*WRITTEN INSTRUCTION*
Reproduce the records exactly.

Dataset rows
▼

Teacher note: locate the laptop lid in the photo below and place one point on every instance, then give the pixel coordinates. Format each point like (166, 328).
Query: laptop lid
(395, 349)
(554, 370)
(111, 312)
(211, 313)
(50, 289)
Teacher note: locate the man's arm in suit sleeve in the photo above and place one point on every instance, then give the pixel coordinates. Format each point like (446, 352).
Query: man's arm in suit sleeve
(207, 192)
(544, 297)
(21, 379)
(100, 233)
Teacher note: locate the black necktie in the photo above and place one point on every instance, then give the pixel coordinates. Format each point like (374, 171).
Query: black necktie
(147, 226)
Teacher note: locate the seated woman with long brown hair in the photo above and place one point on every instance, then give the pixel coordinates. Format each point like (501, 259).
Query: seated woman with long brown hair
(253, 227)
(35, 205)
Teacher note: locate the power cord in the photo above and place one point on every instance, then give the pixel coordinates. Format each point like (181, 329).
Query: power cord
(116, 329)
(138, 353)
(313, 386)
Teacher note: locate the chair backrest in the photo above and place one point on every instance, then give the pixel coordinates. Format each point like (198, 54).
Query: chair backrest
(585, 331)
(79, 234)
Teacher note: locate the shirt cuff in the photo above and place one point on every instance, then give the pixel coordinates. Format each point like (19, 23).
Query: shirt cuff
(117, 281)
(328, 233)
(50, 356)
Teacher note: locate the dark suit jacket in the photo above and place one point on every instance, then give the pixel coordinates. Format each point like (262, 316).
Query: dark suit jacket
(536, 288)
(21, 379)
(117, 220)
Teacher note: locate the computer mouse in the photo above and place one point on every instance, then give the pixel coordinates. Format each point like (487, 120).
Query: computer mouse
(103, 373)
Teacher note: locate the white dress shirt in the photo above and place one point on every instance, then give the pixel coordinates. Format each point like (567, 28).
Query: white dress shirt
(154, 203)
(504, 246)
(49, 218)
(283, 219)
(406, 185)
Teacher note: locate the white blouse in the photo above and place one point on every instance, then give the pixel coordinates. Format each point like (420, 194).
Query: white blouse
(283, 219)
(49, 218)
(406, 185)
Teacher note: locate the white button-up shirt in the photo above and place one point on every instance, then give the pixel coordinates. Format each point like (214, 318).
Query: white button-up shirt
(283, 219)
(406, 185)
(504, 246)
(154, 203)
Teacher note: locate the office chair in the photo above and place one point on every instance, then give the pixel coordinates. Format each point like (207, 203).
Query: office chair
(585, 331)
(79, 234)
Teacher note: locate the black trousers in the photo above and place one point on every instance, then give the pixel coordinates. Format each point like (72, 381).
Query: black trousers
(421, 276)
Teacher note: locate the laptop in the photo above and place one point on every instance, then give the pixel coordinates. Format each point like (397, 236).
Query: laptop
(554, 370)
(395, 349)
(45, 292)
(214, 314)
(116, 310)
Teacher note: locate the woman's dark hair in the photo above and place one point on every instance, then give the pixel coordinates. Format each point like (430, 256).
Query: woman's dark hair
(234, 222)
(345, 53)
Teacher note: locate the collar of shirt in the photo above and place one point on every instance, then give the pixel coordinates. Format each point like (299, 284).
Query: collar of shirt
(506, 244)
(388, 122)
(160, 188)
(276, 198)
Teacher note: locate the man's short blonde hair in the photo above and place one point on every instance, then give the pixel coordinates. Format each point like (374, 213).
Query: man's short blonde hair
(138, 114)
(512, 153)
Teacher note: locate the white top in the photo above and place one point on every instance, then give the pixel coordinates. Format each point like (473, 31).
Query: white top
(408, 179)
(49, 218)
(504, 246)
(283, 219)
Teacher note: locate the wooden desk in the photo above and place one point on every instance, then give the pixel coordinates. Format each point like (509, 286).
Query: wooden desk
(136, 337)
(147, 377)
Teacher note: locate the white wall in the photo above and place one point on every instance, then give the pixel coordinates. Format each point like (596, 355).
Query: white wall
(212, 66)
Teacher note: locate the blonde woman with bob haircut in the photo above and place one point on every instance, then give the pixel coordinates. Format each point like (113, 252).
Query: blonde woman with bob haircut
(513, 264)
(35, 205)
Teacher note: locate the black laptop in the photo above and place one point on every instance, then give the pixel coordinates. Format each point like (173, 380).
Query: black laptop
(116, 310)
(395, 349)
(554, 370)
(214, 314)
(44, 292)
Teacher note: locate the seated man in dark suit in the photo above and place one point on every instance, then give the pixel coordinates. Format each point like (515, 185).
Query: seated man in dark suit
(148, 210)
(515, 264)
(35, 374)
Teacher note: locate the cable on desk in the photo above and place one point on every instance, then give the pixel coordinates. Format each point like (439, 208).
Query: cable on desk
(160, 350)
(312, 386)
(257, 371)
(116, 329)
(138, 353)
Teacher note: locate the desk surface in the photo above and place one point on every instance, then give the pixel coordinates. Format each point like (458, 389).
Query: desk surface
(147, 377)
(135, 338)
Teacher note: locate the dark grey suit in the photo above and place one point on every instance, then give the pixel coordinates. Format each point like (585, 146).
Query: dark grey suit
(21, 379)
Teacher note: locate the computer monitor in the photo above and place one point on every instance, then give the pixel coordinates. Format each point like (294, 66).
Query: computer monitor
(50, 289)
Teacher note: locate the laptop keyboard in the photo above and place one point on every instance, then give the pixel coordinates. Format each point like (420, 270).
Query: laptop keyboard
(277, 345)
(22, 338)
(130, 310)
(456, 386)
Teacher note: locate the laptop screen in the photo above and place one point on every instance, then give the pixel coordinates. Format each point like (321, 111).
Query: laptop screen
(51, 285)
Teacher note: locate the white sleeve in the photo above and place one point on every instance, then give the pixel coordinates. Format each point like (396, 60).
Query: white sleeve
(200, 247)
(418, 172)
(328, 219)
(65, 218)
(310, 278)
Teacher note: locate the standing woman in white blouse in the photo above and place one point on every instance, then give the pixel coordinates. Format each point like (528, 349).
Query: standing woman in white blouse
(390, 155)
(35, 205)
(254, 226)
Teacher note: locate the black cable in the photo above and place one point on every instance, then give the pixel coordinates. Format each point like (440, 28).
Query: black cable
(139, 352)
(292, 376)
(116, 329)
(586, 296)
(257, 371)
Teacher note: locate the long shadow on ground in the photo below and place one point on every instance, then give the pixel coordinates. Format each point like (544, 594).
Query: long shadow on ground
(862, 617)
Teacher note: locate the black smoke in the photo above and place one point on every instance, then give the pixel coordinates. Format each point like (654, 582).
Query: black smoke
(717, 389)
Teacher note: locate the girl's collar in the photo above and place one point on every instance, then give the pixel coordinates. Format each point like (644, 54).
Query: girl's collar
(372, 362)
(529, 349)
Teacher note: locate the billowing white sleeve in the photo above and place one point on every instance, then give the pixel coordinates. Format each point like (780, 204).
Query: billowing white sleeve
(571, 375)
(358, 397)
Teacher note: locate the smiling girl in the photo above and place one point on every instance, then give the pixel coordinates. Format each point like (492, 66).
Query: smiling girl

▲

*PROBLEM SOLUTION*
Teacher note: locate the laptop lid in the photo below and place one point on every instance, then give the pixel coordinates. Format each point like (166, 328).
Query: laptop lid
(395, 349)
(554, 370)
(111, 312)
(211, 313)
(50, 289)
Teacher note: locate the man's arm in suit sleeve in the photo above and place one point on every instance, then give the pixel coordinates. Format each point like (446, 352).
Query: man's arm in suit sleeve
(207, 192)
(544, 297)
(21, 379)
(100, 233)
Teacher note: locate the black necktie in the photo above and place one point on every instance, then give the pixel coordinates. Format each point like (374, 171).
Query: black necktie
(147, 226)
Teacher note: locate the seated woman with long brown hair in the photo above and place one point on every instance, then give the pixel coordinates. Format each point like (501, 259).
Query: seated woman with long brown hair
(253, 227)
(35, 205)
Teacher note: locate the power cord in the photo above and place one point on every instance, then give the pixel coordinates. Format each point like (181, 329).
Query: power cord
(116, 329)
(138, 353)
(313, 386)
Teacher note: locate the chair backrest in the photo above and place one point on every instance, then give the pixel coordinates. Format each point like (198, 54).
Query: chair backrest
(585, 331)
(79, 234)
Teacher note: locate the shirt cuff in the photo above and place one point on every instance, then give the pixel coordinates. Format each point like (19, 23).
Query: shirt cuff
(117, 281)
(328, 233)
(50, 356)
Teacher note: locate the dark suit jacket in the photo above and place one point on every instance, then give the pixel coordinates. Format each point like (262, 316).
Query: dark suit jacket
(536, 288)
(21, 379)
(117, 220)
Teacher note: locate the computer mouse in the photo above and place one point on every instance, then give the pixel coordinates. Format each point like (487, 120).
Query: computer mouse
(103, 373)
Teacher note: locate the white dress shirt in the photo above and place one point on every instance, then give the pixel coordinates. Format each point like (567, 28).
Query: white dress shirt
(154, 203)
(504, 246)
(49, 218)
(283, 219)
(406, 185)
Teacher note: locate the white blouse in the photo above and place one point on every instance, then give the pixel coordinates. Format each point like (420, 194).
Query: white blouse
(283, 219)
(49, 218)
(406, 185)
Teacher note: locate the white button-up shirt in the photo above and place one point on every instance, then give the pixel coordinates. Format each point like (214, 318).
Query: white button-up shirt
(283, 219)
(406, 185)
(504, 246)
(154, 203)
Teacher note: locate the office chair in the photo above and place one point on every instance, then give the pixel coordinates. Format each point like (207, 203).
Query: office chair
(585, 331)
(79, 234)
Teacher note: locate the black trousers in the photo above and place one point on every instance, then give the pixel coordinates. Format each point like (72, 381).
Query: black trousers
(421, 276)
Teacher note: locate the laptop in the photo above and place one point on every instance, then give the pixel coordinates. Format each point like (397, 236).
Query: laptop
(554, 370)
(395, 349)
(45, 292)
(214, 314)
(116, 310)
Teacher note: locate the woman's dark hair in the photo above and place one point on every instance, then give the pixel coordinates. Format each point like (430, 256).
Query: woman's dark hair
(234, 222)
(345, 53)
Teacher note: locate the collar of shirt in the photo above and place one point on every instance, then give the pixel coordinates. Format each point like (299, 284).
Query: collar of shirt
(506, 244)
(388, 122)
(160, 188)
(276, 198)
Teacher note: locate the man's short blonde hair in the photo above and place one point on every instance, then give the pixel coordinates. Format each point like (374, 213).
Query: man's short blonde hair
(138, 114)
(512, 153)
Teacher note: locate the white top in the photo above and place one point on every instance, then give the pixel coordinates. Format each point like (473, 31).
Query: white top
(408, 179)
(49, 218)
(504, 246)
(283, 219)
Teacher note: locate the wooden desk in the photo above and place one point on every instance, then give the pixel coordinates. Format each point like (509, 286).
Query: wooden desk
(136, 337)
(147, 377)
Teacher note: locate the white wall in the photo above and place one point on every instance, then give the pixel coordinates. Format each point like (596, 355).
Query: white wall
(212, 66)
Teacher note: locate the blonde woman with bob haircut in the photo above and place one point on every instance, then give the pixel coordinates. Format each point like (113, 252).
Query: blonde woman with bob haircut
(513, 264)
(35, 205)
Teacher note: locate the black laptop in the photo above and place one point on every instance, then give the pixel coordinates. Format each point like (173, 380).
Query: black laptop
(116, 310)
(395, 349)
(554, 370)
(214, 314)
(44, 292)
Teacher note: locate the seated man in dark suit in the photo above and place one point on every instance, then give the pixel coordinates. Format each point like (515, 185).
Query: seated man in dark suit
(148, 210)
(515, 264)
(35, 374)
Teacher note: locate the cable on desk in the photo above and place one point on every instance, then give the pixel coordinates. Format each point like (439, 208).
Query: cable on desk
(160, 350)
(312, 386)
(257, 371)
(116, 329)
(138, 353)
Teacher note: locate the desk surface in the photo above and place one point on every instance, then give the pixel coordinates. Format each point like (458, 389).
Query: desk surface
(147, 377)
(135, 338)
Teacher note: locate the dark grey suit in the photo above and place one point on every instance, then give the pixel coordinates. Format each point like (585, 146).
Query: dark grey suit
(21, 379)
Teacher note: locate the computer monitor in the photo above and place one point on every instance, then give the pixel coordinates. Format each point like (294, 66).
Query: computer monitor
(50, 289)
Teacher note: locate the laptop keyboard in the photo above and place one point on every instance, then give the pixel coordinates. Format each point like (420, 270).
Query: laptop keyboard
(277, 345)
(22, 338)
(130, 310)
(456, 386)
Teacher note: locate the laptop screen in the photo above and place one point on every instance, then give the pixel coordinates. Format each point like (321, 111).
Query: laptop screen
(51, 285)
Teacher note: locate the white sleeve in the photo above and place one point on every instance, then give the pixel coordinates. Format each point like (396, 60).
Query: white sleeve
(200, 247)
(418, 172)
(328, 219)
(65, 218)
(310, 278)
Teacher note: locate the standing woman in white blouse in the photo above and place one point on every instance, then give the pixel coordinates. Format each point like (528, 349).
Query: standing woman in white blouse
(390, 155)
(35, 205)
(254, 226)
Teacher note: locate the black cable in the photo above and place one point on every instance, then give the pixel coordinates. Format each point like (440, 28).
Query: black cable
(139, 352)
(292, 376)
(116, 329)
(586, 296)
(257, 371)
Teacher note: locate the long shadow on ground in the photo below and place one point on every instance, then give the pixel coordinates. Format each point like (544, 594).
Query: long shadow on ground
(862, 617)
Teacher note: locate the black smoke in the photo above and place one point on every instance, then give the pixel coordinates. Format each point like (654, 582).
Query: black smoke
(717, 389)
Teacher note: locate the girl's collar in the photo above and place one point on every instance, then give the pixel coordinates. Format each point like (644, 54).
Query: girl's collar
(372, 362)
(529, 349)
Teacher note: locate the billowing white sleeve in the photo above and place one point on every instance, then give the pixel coordinates. Format each point like (780, 204).
Query: billowing white sleeve
(571, 375)
(358, 397)
Teacher note: locate the smiling girl in the photo above and place one point on every instance, then give the pixel coordinates. Format each point like (492, 66).
Query: smiling girl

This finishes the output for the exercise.